■ Arbeitsauftrag a: Fasse den Text über Kernenergie in zwei Sätzen zusammen.

■ Vorliegender Text:
Infoblatt Kernenergie


Informationen über die Gewinnung von Kernenergie und die verschiedenen Reaktortypen



Kernkraftwerk Heilbronn (Enkelmann)


Energiegewinnung aus Atomen

Kernenergie wird durch die Spaltung von Atomkernen freigesetzt. Die durch die Spaltung erzeugte Wärmeenergie wird mittels Trägermedium, Turbine und Generator in elektrische Energie umgewandelt.
Als Spaltmaterial wird Uran verwendet, dessen Kerne durch ein auftreffendes Neutron gespalten werden. Die Spaltprodukte fliegen mit hoher Geschwindigkeit auseinander, was gleichbedeutend mit einem Anstieg der Temperatur ist. Die Bewegungsenergie wird an umliegende Uran-Moleküle weitergegeben. Das Uran ist von Wasser umgeben, so dass die Moleküle des Wassers in Bewegung gesetzt werden, wodurch sich das Wasser stark erhitzt und verdampft.
Langsame Neutronen sind für diesen Vorgang sehr viel besser geeignet als schnelle Neutronen, da sie sich einen längeren Zeitraum im Bereich der Uranmoleküle aufhalten und somit die Wahrscheinlichkeit, dass sie auf ein Molekül treffen, sehr viel größer ist. Da bei der Spaltung immer wieder freie Neutronen entstehen, ergibt sich eine Kettenreaktion und somit ein sich fortsetzender Prozess der Energieproduktion.


Die Komponenten eines Atomkraftwerks

Als Basis muss eine genügend große Masse an spaltbarem Material in Form von Brennelementen vorliegen und darüber hinaus ein Moderator (z. B. Wasserstoff oder Deuterium), der durch Kollision mit den Neutronen diese auf eine langsamere Geschwindigkeit abbremst, ohne sie zu absorbieren. Um den Kernspaltungsprozess steuern zu können oder Notfalls zu unterbinden, müssen Steuerstäbe vorhanden sein, die zwischen die einzelnen Brennelemente geschoben werden können. Diese bestehen aus Materialien, die in der Lage sind, viele Neutronen einzufangen bzw. zu absorbieren, wodurch die Kettenreaktion verlangsamt wird und zum erliegen kommt. Eine weitere Komponente ist das schon angesprochene Medium, um die entstehende Wärme abzuführen und zur Elektrizitätsproduktion zu benutzen. Da bei der Kernspaltung enorme Strahlungsmengen entstehen, muss der Reaktor zusätzlich mit Vorrichtungen versehen sein, die ein Austreten der Strahlung verhindern. Es kommen hier mehrere unterschiedliche Barrieren in Kombination zum Einsatz. Dies sind die Metallummantelung der Brennelemente, die bis zu 25 cm dicke Stahlwand des Reaktorbehälters sowie eine meterdicke Stahlbetonwand um diesen Behälter. Darüber hinaus schirmen weitere Sicherheitsbehälter und letztendlich die Kraftwerksmauern die Strahlung komplett ab.

■ Material zur Aufgabe:
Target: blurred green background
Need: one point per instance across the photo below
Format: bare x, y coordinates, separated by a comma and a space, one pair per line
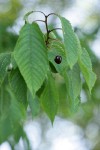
85, 123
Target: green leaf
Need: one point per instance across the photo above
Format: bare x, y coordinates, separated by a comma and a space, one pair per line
73, 84
31, 56
50, 98
18, 86
57, 48
34, 104
4, 62
86, 68
71, 42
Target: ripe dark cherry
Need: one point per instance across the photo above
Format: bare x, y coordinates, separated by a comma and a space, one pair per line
58, 59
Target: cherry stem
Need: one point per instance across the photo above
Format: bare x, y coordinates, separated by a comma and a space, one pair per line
45, 21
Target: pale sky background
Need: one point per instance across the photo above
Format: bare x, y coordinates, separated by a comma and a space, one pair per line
64, 135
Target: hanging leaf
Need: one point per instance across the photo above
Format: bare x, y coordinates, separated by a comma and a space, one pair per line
57, 49
71, 42
34, 104
73, 84
50, 98
18, 86
86, 68
4, 62
31, 56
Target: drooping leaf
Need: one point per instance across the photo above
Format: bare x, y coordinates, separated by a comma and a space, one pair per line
34, 104
71, 42
18, 86
57, 49
4, 62
31, 56
50, 98
86, 68
73, 84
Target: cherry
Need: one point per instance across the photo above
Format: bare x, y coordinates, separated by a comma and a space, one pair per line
58, 59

■ Arbeitsauftrag b: Gib in den Datensätzen die Zeilen von der Zeile mit „Target: drooping leaf“ bis zum Ende der Datensätze noch einmal wieder und benenne dabei „cherry“ in „sweet cherry“ um. Alles Übrige bleibt unverändert.

■ Lösung a: Kernenergie wird freigesetzt, indem Urankerne durch auftreffende Neutronen gespalten werden; die entstehende Wärme bringt das umgebende Wasser zum Verdampfen und wird über Trägermedium, Turbine und Generator in elektrische Energie umgewandelt, wobei freie Neutronen eine Kettenreaktion in Gang halten. Ein Atomkraftwerk braucht dazu Brennelemente, einen Moderator, Steuerstäbe, ein Medium zur Wärmeabfuhr sowie mehrere Barrieren, die ein Austreten der Strahlung verhindern.

■ Lösung b:
Target: drooping leaf
Need: one point per instance across the photo above
Format: bare x, y coordinates, separated by a comma and a space, one pair per line
34, 104
71, 42
18, 86
57, 49
4, 62
31, 56
50, 98
86, 68
73, 84
Target: sweet cherry
Need: one point per instance across the photo above
Format: bare x, y coordinates, separated by a comma and a space, one pair per line
58, 59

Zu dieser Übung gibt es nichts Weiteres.